RECORDS SUPPLIED:
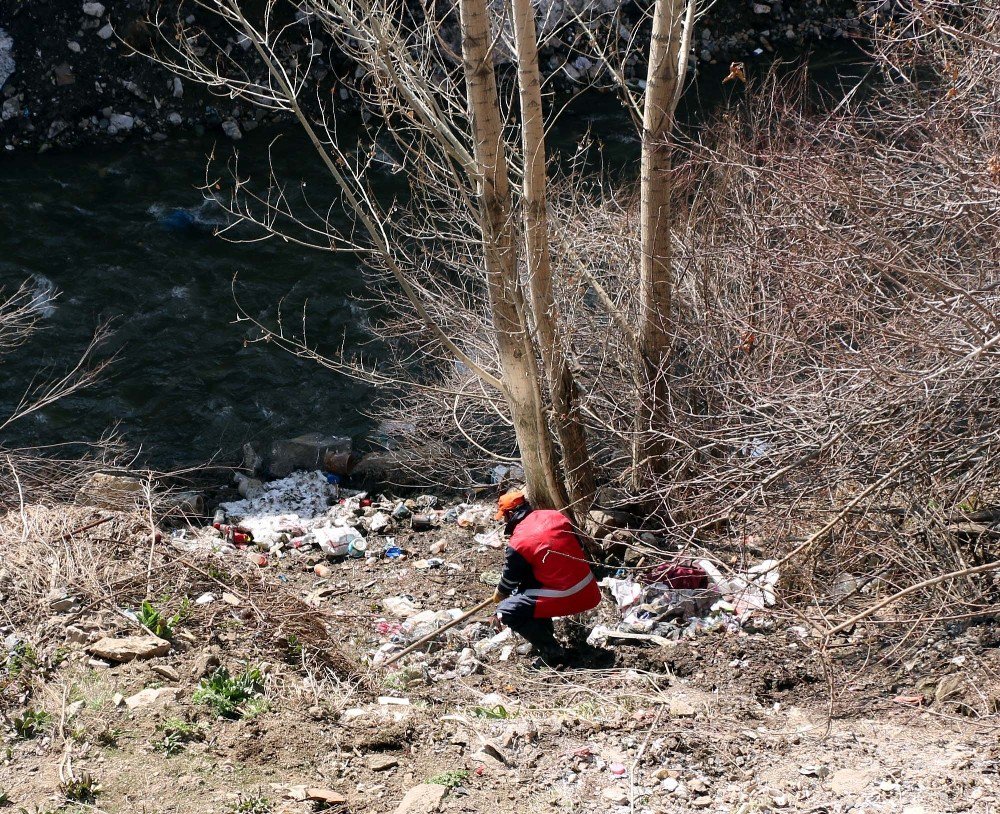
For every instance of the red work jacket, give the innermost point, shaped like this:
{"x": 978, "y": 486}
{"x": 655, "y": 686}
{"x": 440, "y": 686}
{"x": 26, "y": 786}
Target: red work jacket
{"x": 546, "y": 539}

WHAT YOU WILL DO: Make a word-for-word copy of the entries, without any pictures.

EXERCISE ANSWER:
For every instance of the red work jacket, give the innermost point, shaped like this:
{"x": 978, "y": 486}
{"x": 655, "y": 686}
{"x": 440, "y": 686}
{"x": 26, "y": 786}
Target: red work jacket
{"x": 546, "y": 539}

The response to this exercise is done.